Leader of the pack
In the late 1950s and early 1960s songs about adolescent romances that ended in death featured frequently in the U.S. Top 40. Characterized by a narrative ballad structure, a highly emotive and melodramatic style of delivery, often with sound effects, and, of course, the death of at least one person, they became known as “teen coffin songs” or (because of the often violent death) “splatter patters.”
Teen coffin songs like “Teen Angel” and “Tell Laura I Love Her” may be seen as a kitsch blip in the history of popular music, but it is interesting to examine what messages this genre of songs may have been communicating regarding romance and, more specifically, romance tragedy.
The Shangri-Las released three death songs, “Leader of the Pack” in 1964 and “Give Us Your Blessing” and “I Can Never Go Home Anymore” in 1965, and became synonymous with the themes of sentimental teen romance and heartbreak earning themselves a reputation as the ‘myrmidons of melodrama.’
“Leader of the Pack” has subsequently become established as an anthemic paean to autonomy and rebellion that has often been covered and parodied. Built around a Romeo and Juliet motif where ‘bad’ biker boyfriend Jimmy dies in a motorbike accident following ‘good’ girl Betty’s rejection of him as a result of parental pressure, this song incorporates many of the dominant recurring themes of teen coffin songs, in both content and production:
My folks were always putting him down
They said he came from the wrong side of town
Whatcha mean when ya say that he came from the wrong side of town?
They told me he was bad
But I knew he was sad
That’s why I fell for THE LEADER OF THE PACK
[Revving of motorbike engine]
The song brings together several genres of pop music of the time. On the one hand, it draws on the conventions of 1950s romance songs in which love is found through chance meetings, termination is due to uncontrollable external forces, and the girl makes the decisions in the relationship. It also nods to the “Drama of Courtship” which is identified as being central to many of the songs of the 1950s, and specifically to the “All Alone” stage those songs so often described, in which lost love is lamented. Lead singer Mary Weiss’ performance is imbued with a suffering reverberation that resonates sincerity and expresses the ‘knowingness’ of the tragedy of lost love, notably in the final assertion “I’ll never forget him, the leader of the pack,” followed by the haunting and mournful repetition of the line “gooooone, gone-gone-gone-gone-gone, gooooone.” That this particular “him” is from the “wrong side of town,” an embodiment of forbidden desire, also marks the song as belonging to the ‘Girl-Talk’ style that emerged at the beginning of the 1960s, which gave girls the opportunity to hear about previously taboo topics of female adolescence and fantasize about new identities, right on the cusp of the 1960s sexual revolution.
At the crossroads of these genres, “Leader of the Pack” exemplifies the cultural premise that individuality is achieved through the experience of a tragic romance. “True” romantic love is not simply a profound and highly emotional experience, but also one which constructs, or reconstructs, the self. Betty’s identity coalesces first around her love for Jimmy, rebel and leader, then around her rejection of him, and then once more around his death, which turns him into a caring, misunderstood heroic boyfriend as it elevates her status from that of a revered and envied rebel classmate to a matured and knowing heroine.

[SUPPLIED DATA]:

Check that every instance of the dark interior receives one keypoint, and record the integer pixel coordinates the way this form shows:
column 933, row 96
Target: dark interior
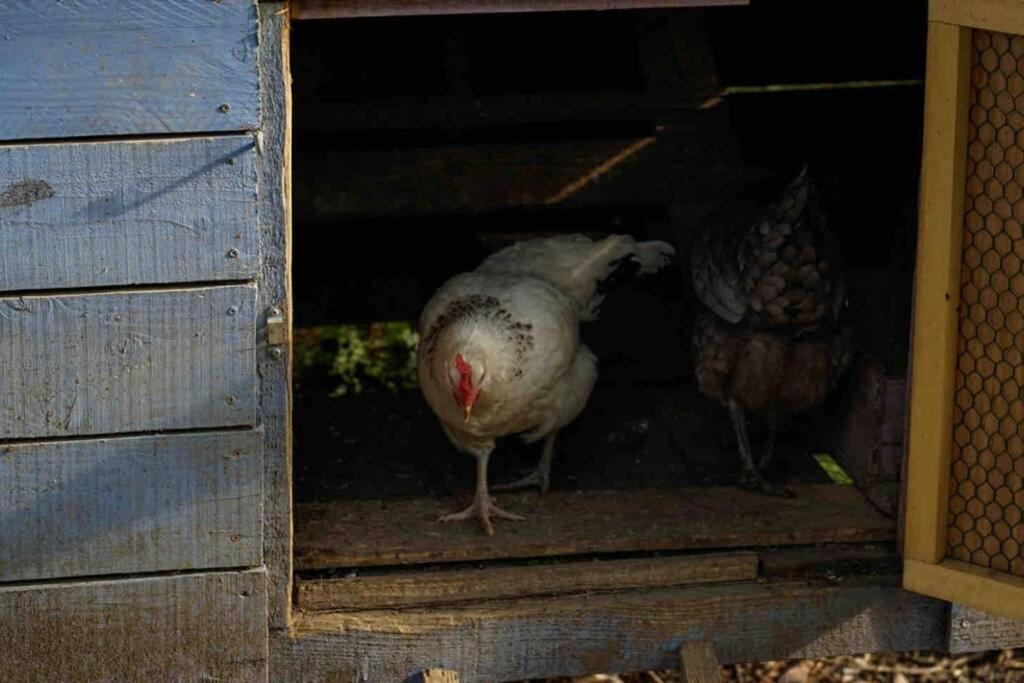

[OBJECTIVES]:
a) Answer these questions about the article on teen coffin songs, one answer per line, marked the same way.
(i) What reputation did the Shangri-Las earn for themselves?
(ii) Besides "teen coffin songs," what other name did the genre come to be known by?
(iii) Who sang lead on "Leader of the Pack"?
b) Write out word for word the part of the article on teen coffin songs from "The Shangri-Las released" up to and including "side of town?".

[RESULTS OF THE EXERCISE]:
a)
(i) They earned a reputation as the "myrmidons of melodrama."
(ii) The genre was also known as "splatter patters."
(iii) Mary Weiss sang lead.

b)
The Shangri-Las released three death songs, “Leader of the Pack” in 1964 and “Give Us Your Blessing” and “I Can Never Go Home Anymore” in 1965, and became synonymous with the themes of sentimental teen romance and heartbreak earning themselves a reputation as the ‘myrmidons of melodrama.’
“Leader of the Pack” has subsequently become established as an anthemic paean to autonomy and rebellion that has often been covered and parodied. Built around a Romeo and Juliet motif where ‘bad’ biker boyfriend Jimmy dies in a motorbike accident following ‘good’ girl Betty’s rejection of him as a result of parental pressure, this song incorporates many of the dominant recurring themes of teen coffin songs, in both content and production:
My folks were always putting him down
They said he came from the wrong side of town
Whatcha mean when ya say that he came from the wrong side of town?